AIM OF THE TASK: Go through the data and copy each line where the string "hair" appears.

╭──

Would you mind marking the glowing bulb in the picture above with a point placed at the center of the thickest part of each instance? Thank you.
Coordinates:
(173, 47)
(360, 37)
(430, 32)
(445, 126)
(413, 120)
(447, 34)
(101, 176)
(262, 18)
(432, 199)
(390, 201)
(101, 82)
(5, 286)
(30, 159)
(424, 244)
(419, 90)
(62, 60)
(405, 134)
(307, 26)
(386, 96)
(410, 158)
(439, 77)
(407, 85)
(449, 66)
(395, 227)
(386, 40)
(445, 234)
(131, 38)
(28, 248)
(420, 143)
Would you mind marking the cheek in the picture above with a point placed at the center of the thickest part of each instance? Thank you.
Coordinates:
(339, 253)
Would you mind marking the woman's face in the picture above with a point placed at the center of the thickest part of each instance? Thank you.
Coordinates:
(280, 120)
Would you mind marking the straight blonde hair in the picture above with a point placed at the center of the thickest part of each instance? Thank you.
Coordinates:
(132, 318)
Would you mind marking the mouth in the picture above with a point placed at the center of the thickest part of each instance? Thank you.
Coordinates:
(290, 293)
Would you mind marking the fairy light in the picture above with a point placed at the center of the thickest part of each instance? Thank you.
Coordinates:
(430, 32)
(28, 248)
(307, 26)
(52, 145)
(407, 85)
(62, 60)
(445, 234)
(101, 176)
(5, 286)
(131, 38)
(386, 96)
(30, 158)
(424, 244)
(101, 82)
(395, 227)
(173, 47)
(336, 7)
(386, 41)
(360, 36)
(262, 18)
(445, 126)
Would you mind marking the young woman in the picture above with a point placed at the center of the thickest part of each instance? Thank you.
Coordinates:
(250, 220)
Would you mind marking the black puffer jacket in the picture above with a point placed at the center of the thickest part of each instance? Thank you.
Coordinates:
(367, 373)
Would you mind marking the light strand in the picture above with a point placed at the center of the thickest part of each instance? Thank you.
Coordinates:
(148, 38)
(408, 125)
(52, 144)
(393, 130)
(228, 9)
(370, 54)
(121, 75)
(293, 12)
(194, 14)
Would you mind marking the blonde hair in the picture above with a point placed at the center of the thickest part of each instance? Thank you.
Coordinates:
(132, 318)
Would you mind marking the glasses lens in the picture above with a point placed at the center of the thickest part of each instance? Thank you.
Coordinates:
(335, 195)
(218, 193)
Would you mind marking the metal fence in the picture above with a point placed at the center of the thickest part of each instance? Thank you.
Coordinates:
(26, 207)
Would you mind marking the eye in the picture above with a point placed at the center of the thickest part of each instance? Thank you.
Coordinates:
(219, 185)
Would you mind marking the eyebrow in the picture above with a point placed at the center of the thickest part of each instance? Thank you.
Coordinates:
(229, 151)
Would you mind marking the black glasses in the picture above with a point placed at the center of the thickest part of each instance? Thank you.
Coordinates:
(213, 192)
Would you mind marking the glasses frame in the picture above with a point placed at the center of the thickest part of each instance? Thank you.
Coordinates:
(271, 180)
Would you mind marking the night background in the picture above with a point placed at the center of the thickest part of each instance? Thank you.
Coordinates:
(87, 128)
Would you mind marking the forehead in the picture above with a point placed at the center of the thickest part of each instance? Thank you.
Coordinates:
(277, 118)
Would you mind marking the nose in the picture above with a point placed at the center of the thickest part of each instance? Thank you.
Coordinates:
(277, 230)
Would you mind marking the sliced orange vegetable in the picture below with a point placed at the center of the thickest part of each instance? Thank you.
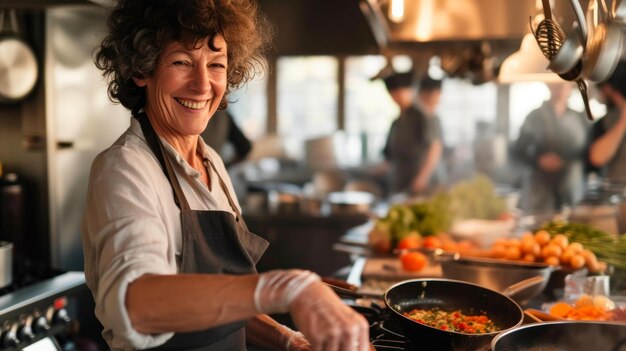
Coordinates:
(561, 309)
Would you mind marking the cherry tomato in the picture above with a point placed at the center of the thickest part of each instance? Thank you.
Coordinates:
(410, 242)
(413, 261)
(432, 242)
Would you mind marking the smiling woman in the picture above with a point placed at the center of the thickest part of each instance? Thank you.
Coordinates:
(163, 226)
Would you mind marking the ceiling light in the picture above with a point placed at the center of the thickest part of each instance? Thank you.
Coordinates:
(527, 64)
(396, 11)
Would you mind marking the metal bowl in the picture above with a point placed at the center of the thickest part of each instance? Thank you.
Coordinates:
(498, 274)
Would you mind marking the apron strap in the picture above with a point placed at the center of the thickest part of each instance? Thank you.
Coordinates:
(225, 190)
(157, 149)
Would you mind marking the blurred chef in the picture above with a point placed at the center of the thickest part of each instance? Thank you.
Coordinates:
(414, 146)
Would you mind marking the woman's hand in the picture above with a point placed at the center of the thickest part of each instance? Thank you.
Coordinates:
(328, 323)
(294, 341)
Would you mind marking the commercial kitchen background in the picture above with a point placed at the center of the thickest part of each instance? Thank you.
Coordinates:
(317, 110)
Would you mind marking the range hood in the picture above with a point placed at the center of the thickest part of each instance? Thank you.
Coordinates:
(472, 37)
(428, 21)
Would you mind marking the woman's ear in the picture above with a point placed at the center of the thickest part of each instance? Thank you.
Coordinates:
(140, 82)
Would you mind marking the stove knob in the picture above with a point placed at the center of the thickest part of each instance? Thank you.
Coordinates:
(61, 317)
(9, 336)
(40, 325)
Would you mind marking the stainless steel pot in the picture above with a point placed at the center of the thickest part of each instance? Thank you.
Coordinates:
(498, 274)
(6, 263)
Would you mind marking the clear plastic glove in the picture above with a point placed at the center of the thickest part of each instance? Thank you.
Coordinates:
(327, 323)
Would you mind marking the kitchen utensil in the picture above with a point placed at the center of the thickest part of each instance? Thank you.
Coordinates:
(571, 51)
(563, 335)
(450, 295)
(18, 66)
(604, 47)
(6, 263)
(542, 316)
(498, 274)
(548, 33)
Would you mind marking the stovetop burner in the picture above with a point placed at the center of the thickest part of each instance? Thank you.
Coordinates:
(26, 273)
(385, 333)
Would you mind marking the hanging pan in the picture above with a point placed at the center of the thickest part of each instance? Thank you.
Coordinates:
(604, 48)
(18, 65)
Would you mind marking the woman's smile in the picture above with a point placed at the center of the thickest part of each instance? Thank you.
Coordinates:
(193, 105)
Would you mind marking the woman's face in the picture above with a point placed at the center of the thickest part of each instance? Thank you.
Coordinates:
(186, 88)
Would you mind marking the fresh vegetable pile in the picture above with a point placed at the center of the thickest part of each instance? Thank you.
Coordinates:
(475, 198)
(607, 247)
(554, 249)
(597, 308)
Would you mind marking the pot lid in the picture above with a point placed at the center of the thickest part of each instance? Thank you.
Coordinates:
(18, 68)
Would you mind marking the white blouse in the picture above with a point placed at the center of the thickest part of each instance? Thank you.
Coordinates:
(132, 225)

╰──

FINISHED TASK:
Would you mind marking the straight blonde hair in the picture above with a point placed at the center of the thickest part of each instance? Thank you.
Would you mind marking the blonde hair in the picture above with a point placed at the center of the thickest part of each instance? Thank you.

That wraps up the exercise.